TRECHO DO TEXTO:
Sempre citado entre os mais reconhecidos especialistas do Brasil em sustentabilidade arquitetônica e eficiência energética de edifícações, o engenheiro Fernando Simon Westphal tem sido uma voz importante em debates envolvendo a NBR 15575, norma da ABNT que passa a vigorar a partir de julho e estabelece parâmetros para o desempenho termo acústico de edifícios. Professor do Departamento de Arquitetura e Urbanismo da Universidade Federal de Santa Catarina (UFSC), é também sócio fundador da ENE Consultores, empresa que presta serviços nas áreas de eficiência energética, conforto térmico e construção sustentável. O percurso que conduziu o engenheiro a se aprofundar no segmento da construção sustentável foi pavimentado por ricas experiências, que lançaram as bases para a construção de um sólido currículo em seu ramo de especialização. Iniciada ainda na faculdade, quando foi bolsista num laboratório de eficiência energética, a trajetória profissional de Westphal conta ainda com um doutorado na área, passagem por uma empresa de consultoria em certificação LEED, na qual atuou em mais de 50 projetos e simulações energéticas dos primeiros grandes edifícios de escritórios certificados do País, como o Corporate Towers, no Rio de Janeiro, e o Eco Berrini, em São Paulo. Em entrevista a Vidro Impresso, o especialista revela uma visão pragmática em relação às reais repercussões e impactos da nova norma sobre o cenário da construção civil no Brasil e destaca o papel do vidro para garantir às edificações os cada vez mais valorizados selos verdes.

 

– Qual a trajetória que o levou a se especializar em eficiência energética de edificações?

Itens do conjunto de dados:
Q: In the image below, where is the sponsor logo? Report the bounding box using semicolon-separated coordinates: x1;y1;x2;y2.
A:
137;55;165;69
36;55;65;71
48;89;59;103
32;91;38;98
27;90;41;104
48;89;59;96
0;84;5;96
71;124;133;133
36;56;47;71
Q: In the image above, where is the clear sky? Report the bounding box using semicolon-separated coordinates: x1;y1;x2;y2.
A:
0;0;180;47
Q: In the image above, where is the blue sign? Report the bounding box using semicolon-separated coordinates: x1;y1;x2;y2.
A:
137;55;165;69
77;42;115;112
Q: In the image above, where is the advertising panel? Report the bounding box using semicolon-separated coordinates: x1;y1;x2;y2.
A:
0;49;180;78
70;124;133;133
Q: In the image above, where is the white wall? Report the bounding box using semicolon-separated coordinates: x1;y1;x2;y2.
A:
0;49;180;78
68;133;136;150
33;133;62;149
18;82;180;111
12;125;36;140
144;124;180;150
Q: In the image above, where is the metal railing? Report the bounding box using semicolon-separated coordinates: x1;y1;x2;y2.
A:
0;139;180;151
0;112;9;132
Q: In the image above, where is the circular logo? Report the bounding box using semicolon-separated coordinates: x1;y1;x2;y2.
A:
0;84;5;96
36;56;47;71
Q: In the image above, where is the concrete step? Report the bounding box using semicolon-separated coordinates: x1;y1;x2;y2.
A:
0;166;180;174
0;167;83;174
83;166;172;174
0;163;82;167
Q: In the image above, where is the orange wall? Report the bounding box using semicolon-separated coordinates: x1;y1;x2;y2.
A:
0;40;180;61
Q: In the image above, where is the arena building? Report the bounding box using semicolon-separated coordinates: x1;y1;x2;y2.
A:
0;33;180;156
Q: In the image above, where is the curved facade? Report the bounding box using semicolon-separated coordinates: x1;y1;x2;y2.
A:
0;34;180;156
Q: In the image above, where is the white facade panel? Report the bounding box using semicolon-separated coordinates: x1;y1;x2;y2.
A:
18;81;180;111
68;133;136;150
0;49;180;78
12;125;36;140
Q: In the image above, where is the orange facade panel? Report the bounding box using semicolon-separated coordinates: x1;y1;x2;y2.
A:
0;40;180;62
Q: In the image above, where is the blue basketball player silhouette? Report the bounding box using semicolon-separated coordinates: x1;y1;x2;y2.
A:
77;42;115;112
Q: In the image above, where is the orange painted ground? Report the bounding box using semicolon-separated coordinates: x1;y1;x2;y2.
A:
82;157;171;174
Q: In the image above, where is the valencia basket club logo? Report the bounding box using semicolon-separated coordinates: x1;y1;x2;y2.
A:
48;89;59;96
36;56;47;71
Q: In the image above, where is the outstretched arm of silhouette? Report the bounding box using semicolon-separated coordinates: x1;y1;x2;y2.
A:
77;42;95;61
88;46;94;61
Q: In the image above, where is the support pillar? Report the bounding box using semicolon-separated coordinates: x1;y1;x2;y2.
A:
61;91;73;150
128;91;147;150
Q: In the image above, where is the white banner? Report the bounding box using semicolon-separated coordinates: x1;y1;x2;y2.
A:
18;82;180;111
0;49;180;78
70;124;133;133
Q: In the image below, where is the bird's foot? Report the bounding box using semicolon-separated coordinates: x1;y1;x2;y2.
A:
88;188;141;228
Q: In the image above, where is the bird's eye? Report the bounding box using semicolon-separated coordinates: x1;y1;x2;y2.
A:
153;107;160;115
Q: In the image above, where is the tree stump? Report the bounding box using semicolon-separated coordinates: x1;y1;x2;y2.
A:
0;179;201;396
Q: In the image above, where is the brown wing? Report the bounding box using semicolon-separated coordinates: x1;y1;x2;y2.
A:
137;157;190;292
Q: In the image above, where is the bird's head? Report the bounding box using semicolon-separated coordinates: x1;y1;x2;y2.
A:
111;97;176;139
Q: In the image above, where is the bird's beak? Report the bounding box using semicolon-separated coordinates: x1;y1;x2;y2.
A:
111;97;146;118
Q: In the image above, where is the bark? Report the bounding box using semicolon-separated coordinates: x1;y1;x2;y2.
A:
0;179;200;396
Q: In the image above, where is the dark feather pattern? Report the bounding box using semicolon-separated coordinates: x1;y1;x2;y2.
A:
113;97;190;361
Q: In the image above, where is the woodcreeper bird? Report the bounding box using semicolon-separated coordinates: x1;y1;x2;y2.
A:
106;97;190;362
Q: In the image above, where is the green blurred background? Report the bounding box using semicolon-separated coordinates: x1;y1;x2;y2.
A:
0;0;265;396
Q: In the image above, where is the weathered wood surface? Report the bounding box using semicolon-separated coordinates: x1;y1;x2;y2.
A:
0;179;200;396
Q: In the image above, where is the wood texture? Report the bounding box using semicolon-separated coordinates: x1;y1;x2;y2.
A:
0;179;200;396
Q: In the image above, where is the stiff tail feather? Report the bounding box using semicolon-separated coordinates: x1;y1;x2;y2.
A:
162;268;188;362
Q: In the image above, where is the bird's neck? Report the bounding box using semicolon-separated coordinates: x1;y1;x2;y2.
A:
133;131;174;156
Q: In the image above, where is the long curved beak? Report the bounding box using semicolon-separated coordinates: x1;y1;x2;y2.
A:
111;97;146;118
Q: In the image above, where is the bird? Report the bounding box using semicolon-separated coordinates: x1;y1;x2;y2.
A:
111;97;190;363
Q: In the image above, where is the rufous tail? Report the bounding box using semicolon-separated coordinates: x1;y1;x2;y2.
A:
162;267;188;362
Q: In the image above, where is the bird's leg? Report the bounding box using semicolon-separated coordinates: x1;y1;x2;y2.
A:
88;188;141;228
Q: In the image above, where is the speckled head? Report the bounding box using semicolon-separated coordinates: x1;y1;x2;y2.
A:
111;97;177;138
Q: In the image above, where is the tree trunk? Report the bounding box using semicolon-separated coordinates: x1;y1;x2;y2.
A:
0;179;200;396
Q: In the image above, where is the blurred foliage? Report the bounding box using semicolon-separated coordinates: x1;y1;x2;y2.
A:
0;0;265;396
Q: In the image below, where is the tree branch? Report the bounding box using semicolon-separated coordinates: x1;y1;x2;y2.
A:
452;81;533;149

TAREFAS E EXERCÍCIOS:
1. Diga se cada afirmação concorda com o texto sobre Fernando Simon Westphal, respondendo sim ou não e citando literalmente as palavras do texto que decidem a questão. (a) Westphal é professor do Departamento de Arquitetura e Urbanismo da UFSC. (b) A NBR 15575 estabelece parâmetros para a iluminação natural de edifícios. (c) Na consultoria em certificação LEED, Westphal atuou em menos de 20 projetos.
2. Converta em lista numerada as linhas dos registros começando na linha que contém "Q: In the image above, where is the valencia" e terminando na linha que contém "111;97;176;139", com as duas incluídas e sem as linhas em branco.

SOLUÇÕES POR TAREFA:
1.
(a) Sim: "Professor do Departamento de Arquitetura e Urbanismo da Universidade Federal de Santa Catarina (UFSC)".
(b) Não: "estabelece parâmetros para o desempenho termo acústico de edifícios".
(c) Não: "na qual atuou em mais de 50 projetos".

2.
1. Q: In the image above, where is the valencia basket club logo? Report the bounding box using semicolon-separated coordinates: x1;y1;x2;y2.
2. A:
3. 48;89;59;96
4. 36;56;47;71
5. Q: In the image above, where is the outstretched arm of silhouette? Report the bounding box using semicolon-separated coordinates: x1;y1;x2;y2.
6. A:
7. 77;42;95;61
8. 88;46;94;61
9. Q: In the image above, where is the support pillar? Report the bounding box using semicolon-separated coordinates: x1;y1;x2;y2.
10. A:
11. 61;91;73;150
12. 128;91;147;150
13. Q: In the image above, where is the white banner? Report the bounding box using semicolon-separated coordinates: x1;y1;x2;y2.
14. A:
15. 18;82;180;111
16. 0;49;180;78
17. 70;124;133;133
18. Q: In the image below, where is the bird's foot? Report the bounding box using semicolon-separated coordinates: x1;y1;x2;y2.
19. A:
20. 88;188;141;228
21. Q: In the image above, where is the bird's eye? Report the bounding box using semicolon-separated coordinates: x1;y1;x2;y2.
22. A:
23. 153;107;160;115
24. Q: In the image above, where is the tree stump? Report the bounding box using semicolon-separated coordinates: x1;y1;x2;y2.
25. A:
26. 0;179;201;396
27. Q: In the image above, where is the brown wing? Report the bounding box using semicolon-separated coordinates: x1;y1;x2;y2.
28. A:
29. 137;157;190;292
30. Q: In the image above, where is the bird's head? Report the bounding box using semicolon-separated coordinates: x1;y1;x2;y2.
31. A:
32. 111;97;176;139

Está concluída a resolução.